DOCUMENT EXCERPT section start
Trump recognized Jerusalem as Israel's capital despite intense Arab, Muslim and European opposition to a move that would upend decades of U.S. policy and risk potentially violent protests. (Evan Vucci/Associated Press)

Trudeau continues pro-Israel stance

Canada's low-key reaction is in keeping with the Trudeau government's handling of the Israeli-Palestinian file, which has so far closely followed the Harper government's alignment with Israel, but has done so quietly, rather than trumpeting it in fundraising emails.

At the United Nations, Canada under Trudeau continues to block resolutions condemning Israeli actions in the occupied territories — alongside the U.S., Israel and a small coterie of Pacific island nations that depend heavily on the U.S. and traditionally vote in lockstep with it.

Last December, Britain, France, Germany, Italy, Russia, Japan, China and 162 other nations all supported UN resolution 17/96, guaranteeing the protections of the Geneva Convention to Palestinian civilians in the occupied territories.

The Trudeau government joined forces with the United States, Israel, Micronesia, Palau and the Marshall Islands to oppose it.

Canada has voted against motions that align closely with its own official position, such as a motion to "promote the realization of the inalienable rights of the Palestinian people, including their right to self-determination, to support the achievement without delay of an end to the Israeli occupation that began in 1967 and of the two-state solution on the basis of the pre-1967 border."

The Trudeau government voted against that one on Nov. 24, 2015.

It also voted against motions calling on Israel to respect the "special international regime" status that Jerusalem has officially enjoyed since 1947, even though Canada voted to create that status and it remains part of Canada's official policy.

And just this month, Canada joined the U.S. and four other small nations to vote against a UN resolution to disavow Israeli ties to Jerusalem, which came amid rumours that Trump was ready to recognize it as the capital of Israel. The resolution passed 151-6.

Prime Minister Stephen Harper pledged to stand by Israel 'through fire and water' and met with Israeli Prime Minister Benjamin Netanyahu several times.
DOCUMENT EXCERPT section end
ENTRIES SHOWN section start
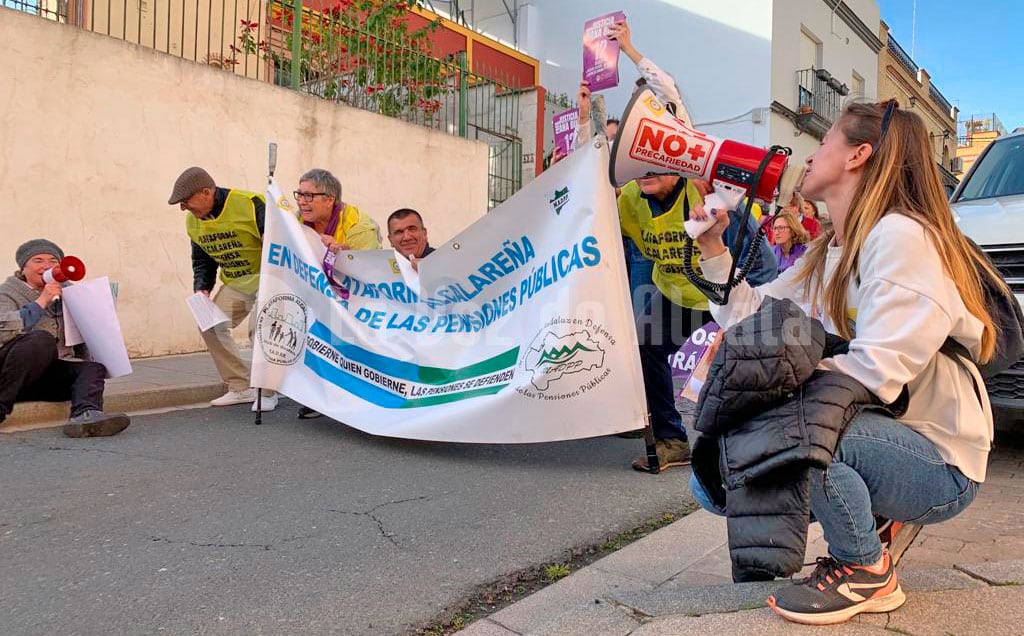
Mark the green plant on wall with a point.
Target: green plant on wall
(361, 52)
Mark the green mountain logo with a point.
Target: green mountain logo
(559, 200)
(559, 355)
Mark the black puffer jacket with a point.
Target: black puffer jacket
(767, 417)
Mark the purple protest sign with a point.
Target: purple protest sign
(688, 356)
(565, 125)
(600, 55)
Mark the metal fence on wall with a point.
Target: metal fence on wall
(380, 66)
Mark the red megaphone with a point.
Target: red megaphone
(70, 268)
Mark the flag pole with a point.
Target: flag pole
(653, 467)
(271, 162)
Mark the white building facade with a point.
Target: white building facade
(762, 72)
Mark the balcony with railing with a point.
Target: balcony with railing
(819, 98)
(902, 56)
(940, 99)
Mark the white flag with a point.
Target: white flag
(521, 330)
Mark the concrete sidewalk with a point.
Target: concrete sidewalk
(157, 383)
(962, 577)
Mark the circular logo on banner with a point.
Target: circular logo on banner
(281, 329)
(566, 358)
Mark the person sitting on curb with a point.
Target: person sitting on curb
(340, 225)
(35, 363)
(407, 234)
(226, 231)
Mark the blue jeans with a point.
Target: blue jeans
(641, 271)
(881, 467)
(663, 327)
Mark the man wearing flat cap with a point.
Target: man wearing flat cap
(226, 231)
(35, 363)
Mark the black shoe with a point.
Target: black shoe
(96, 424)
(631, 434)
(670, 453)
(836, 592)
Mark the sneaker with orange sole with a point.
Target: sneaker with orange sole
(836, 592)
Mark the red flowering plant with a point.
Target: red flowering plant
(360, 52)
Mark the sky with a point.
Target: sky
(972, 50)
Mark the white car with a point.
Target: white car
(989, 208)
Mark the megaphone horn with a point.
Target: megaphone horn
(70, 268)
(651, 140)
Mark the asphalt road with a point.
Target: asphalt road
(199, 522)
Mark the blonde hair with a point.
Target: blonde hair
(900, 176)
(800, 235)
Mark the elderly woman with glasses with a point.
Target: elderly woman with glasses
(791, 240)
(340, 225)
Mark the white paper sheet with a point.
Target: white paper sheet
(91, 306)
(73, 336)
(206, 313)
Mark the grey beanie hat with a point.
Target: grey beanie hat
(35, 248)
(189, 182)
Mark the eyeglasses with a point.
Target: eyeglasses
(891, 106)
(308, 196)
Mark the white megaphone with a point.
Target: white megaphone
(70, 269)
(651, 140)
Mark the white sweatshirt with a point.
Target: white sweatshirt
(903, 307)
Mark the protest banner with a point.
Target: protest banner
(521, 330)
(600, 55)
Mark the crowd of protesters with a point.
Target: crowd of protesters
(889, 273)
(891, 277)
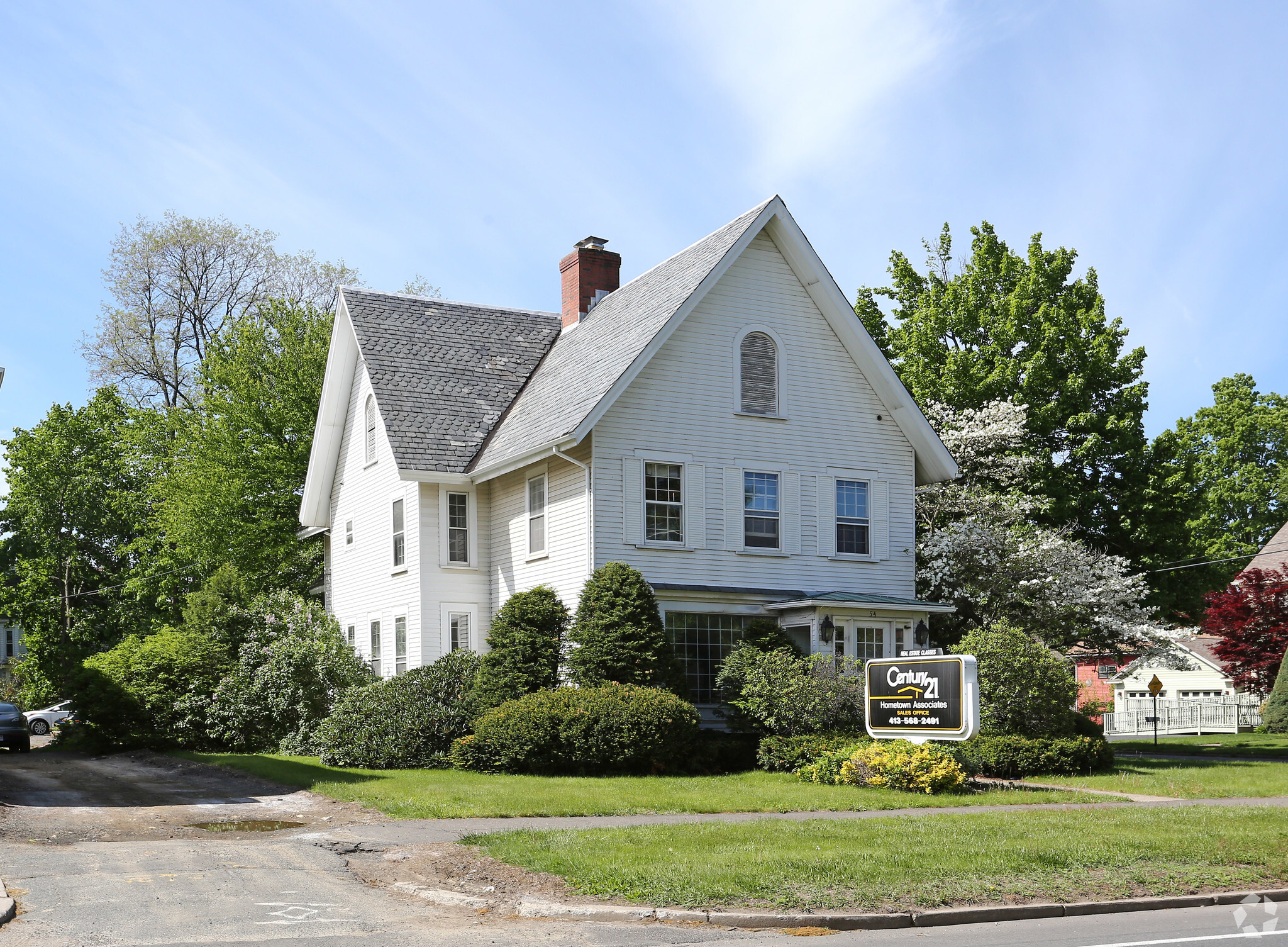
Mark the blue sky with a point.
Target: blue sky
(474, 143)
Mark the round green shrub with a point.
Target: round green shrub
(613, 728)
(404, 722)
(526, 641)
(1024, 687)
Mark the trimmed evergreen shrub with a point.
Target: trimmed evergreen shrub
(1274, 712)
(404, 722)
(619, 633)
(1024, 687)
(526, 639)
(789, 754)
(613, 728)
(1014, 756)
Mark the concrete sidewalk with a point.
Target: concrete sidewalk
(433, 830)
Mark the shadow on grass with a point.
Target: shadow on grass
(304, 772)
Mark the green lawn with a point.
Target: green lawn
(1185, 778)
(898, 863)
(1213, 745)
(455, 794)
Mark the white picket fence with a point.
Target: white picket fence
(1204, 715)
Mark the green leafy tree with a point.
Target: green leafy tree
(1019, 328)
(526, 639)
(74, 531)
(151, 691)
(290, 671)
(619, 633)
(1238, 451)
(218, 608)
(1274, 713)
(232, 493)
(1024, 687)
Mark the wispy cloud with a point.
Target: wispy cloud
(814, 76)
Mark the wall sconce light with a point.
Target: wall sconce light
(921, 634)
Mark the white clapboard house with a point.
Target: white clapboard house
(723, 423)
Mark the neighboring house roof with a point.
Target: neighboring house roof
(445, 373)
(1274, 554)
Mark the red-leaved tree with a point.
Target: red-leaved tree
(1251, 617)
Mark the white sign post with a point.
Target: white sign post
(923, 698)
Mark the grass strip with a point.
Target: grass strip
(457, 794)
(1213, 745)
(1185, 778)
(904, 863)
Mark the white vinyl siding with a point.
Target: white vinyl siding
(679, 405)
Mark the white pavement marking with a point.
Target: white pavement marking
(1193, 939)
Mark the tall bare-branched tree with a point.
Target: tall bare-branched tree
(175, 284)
ENTRIES SHOWN section end
** THE TASK **
Decide whether each statement below agrees with the article on Canada's stance toward Israel. Answer yes or no for each one, and quote the words from the article that settle it.
1. The Trudeau government voted against a motion on Palestinian self-determination on Nov. 24, 2015.
2. Russia opposed UN resolution 17/96.
3. The UN resolution to disavow Israeli ties to Jerusalem failed to pass.
You can set the listing aside; it plays no part here.

** RESULT OF THE TASK **
1. Yes: "The Trudeau government voted against that one on Nov. 24, 2015."
2. No: "Britain, France, Germany, Italy, Russia, Japan, China and 162 other nations all supported UN resolution 17/96"
3. No: "The resolution passed 151-6."